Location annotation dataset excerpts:
--- Begin ---

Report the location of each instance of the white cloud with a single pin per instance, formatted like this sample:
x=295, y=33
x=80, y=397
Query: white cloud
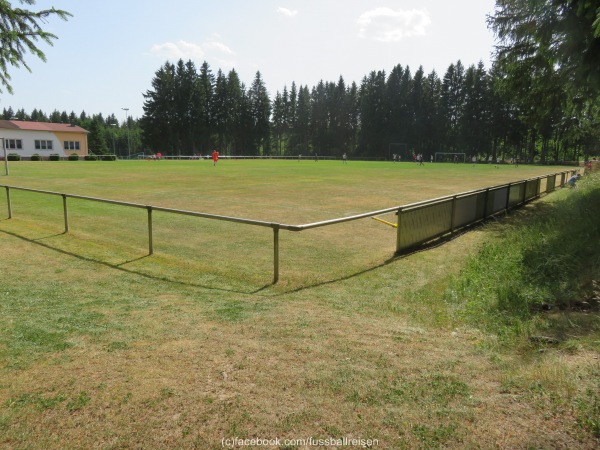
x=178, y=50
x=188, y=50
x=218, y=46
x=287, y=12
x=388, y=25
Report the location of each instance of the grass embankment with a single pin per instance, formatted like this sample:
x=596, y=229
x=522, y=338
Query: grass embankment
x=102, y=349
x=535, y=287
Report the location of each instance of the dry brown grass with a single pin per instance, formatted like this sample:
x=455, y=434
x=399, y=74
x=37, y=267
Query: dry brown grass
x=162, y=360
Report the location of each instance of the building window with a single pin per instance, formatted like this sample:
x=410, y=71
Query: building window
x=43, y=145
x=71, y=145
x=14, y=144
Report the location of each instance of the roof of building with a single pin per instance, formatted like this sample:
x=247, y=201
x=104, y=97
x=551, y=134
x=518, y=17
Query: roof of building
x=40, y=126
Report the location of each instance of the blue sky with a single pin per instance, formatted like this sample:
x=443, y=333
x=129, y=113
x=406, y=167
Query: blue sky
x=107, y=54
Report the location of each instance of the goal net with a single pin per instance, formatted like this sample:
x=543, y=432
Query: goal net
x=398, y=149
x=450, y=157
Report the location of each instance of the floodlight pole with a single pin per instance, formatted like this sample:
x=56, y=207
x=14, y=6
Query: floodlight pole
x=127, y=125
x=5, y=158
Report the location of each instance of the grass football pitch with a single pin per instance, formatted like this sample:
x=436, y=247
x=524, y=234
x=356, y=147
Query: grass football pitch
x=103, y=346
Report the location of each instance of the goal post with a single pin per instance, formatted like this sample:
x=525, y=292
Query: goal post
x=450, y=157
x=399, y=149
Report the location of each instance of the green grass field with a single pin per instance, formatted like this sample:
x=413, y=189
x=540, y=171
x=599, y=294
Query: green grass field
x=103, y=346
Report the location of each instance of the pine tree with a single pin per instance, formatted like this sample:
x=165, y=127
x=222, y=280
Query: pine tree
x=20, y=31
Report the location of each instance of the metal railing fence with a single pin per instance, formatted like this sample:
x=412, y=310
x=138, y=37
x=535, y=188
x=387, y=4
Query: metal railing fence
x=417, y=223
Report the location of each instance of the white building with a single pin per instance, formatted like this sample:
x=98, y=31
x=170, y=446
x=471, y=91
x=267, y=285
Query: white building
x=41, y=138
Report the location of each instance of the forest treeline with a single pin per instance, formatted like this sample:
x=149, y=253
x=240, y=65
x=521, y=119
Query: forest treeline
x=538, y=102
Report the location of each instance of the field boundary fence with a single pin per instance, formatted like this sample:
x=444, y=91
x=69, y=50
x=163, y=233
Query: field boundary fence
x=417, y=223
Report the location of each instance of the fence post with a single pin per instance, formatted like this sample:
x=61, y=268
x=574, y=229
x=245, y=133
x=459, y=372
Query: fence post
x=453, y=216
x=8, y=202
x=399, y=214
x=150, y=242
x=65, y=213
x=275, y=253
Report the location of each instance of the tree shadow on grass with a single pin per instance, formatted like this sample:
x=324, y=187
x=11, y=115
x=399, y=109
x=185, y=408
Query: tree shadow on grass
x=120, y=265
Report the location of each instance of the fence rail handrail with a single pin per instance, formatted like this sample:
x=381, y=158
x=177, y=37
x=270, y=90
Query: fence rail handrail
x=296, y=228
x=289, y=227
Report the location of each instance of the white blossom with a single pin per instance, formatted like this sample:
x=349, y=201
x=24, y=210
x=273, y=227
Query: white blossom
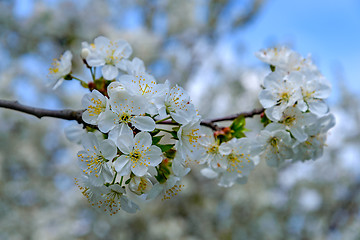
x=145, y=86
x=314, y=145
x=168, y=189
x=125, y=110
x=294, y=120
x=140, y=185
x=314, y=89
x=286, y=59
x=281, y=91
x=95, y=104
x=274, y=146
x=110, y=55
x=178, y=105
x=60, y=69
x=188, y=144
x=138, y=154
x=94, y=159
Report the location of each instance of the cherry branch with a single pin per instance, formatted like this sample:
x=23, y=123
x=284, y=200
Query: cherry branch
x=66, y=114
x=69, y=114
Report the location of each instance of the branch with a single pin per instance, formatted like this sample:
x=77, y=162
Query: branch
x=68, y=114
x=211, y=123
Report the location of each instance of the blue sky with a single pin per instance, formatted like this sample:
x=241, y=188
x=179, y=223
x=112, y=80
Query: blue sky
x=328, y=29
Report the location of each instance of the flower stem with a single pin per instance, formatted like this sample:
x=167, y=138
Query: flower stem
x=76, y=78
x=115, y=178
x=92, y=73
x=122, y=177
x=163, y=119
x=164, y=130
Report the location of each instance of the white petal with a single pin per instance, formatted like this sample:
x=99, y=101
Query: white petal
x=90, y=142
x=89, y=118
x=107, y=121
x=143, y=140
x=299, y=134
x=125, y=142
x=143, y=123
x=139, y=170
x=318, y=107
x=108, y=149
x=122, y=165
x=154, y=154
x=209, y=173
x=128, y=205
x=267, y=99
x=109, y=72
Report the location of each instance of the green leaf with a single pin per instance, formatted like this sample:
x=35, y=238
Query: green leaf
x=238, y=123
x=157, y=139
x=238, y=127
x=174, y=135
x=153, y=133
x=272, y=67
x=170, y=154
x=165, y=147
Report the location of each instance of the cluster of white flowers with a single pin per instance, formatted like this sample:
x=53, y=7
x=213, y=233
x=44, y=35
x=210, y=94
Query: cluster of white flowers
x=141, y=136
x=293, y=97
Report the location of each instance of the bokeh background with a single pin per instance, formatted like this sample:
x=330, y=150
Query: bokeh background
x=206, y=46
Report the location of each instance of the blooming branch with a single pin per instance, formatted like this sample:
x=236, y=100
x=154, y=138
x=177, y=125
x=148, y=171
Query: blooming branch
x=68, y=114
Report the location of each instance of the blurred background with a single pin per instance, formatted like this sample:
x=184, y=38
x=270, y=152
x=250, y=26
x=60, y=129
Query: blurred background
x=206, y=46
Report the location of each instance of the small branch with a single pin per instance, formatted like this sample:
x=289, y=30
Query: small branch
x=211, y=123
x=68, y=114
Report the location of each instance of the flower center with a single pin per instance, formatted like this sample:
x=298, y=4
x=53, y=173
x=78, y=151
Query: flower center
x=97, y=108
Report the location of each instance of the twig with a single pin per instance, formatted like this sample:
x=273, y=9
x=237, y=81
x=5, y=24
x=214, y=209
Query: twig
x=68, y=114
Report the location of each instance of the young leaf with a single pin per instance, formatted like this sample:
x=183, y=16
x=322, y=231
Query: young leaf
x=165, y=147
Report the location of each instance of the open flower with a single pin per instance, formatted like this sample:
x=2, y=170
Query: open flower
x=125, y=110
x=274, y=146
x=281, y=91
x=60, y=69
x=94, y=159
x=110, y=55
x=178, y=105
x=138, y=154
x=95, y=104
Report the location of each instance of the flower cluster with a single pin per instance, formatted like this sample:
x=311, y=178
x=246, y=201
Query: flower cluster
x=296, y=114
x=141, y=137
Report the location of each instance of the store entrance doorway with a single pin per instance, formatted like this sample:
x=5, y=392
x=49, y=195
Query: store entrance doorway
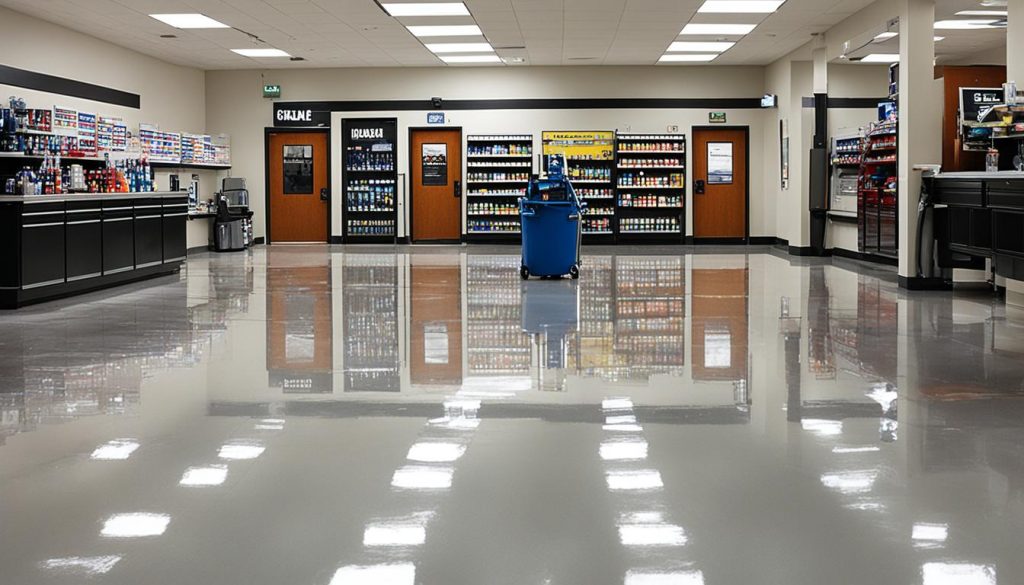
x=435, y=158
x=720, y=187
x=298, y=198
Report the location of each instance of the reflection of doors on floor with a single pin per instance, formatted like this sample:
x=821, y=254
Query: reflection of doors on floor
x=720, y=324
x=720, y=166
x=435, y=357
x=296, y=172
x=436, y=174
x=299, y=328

--- End ---

Starting at the line containing "Report the location of each instance of the forest" and stopping after the line containing "x=538, y=102", copy those lines of the material with every "forest treeline" replaced by "woodland edge" and everything else left unchanged.

Report the location of each instance of the woodland edge with a single pin per instance, formatted like this sample:
x=149, y=253
x=240, y=65
x=521, y=119
Query: woodland edge
x=538, y=102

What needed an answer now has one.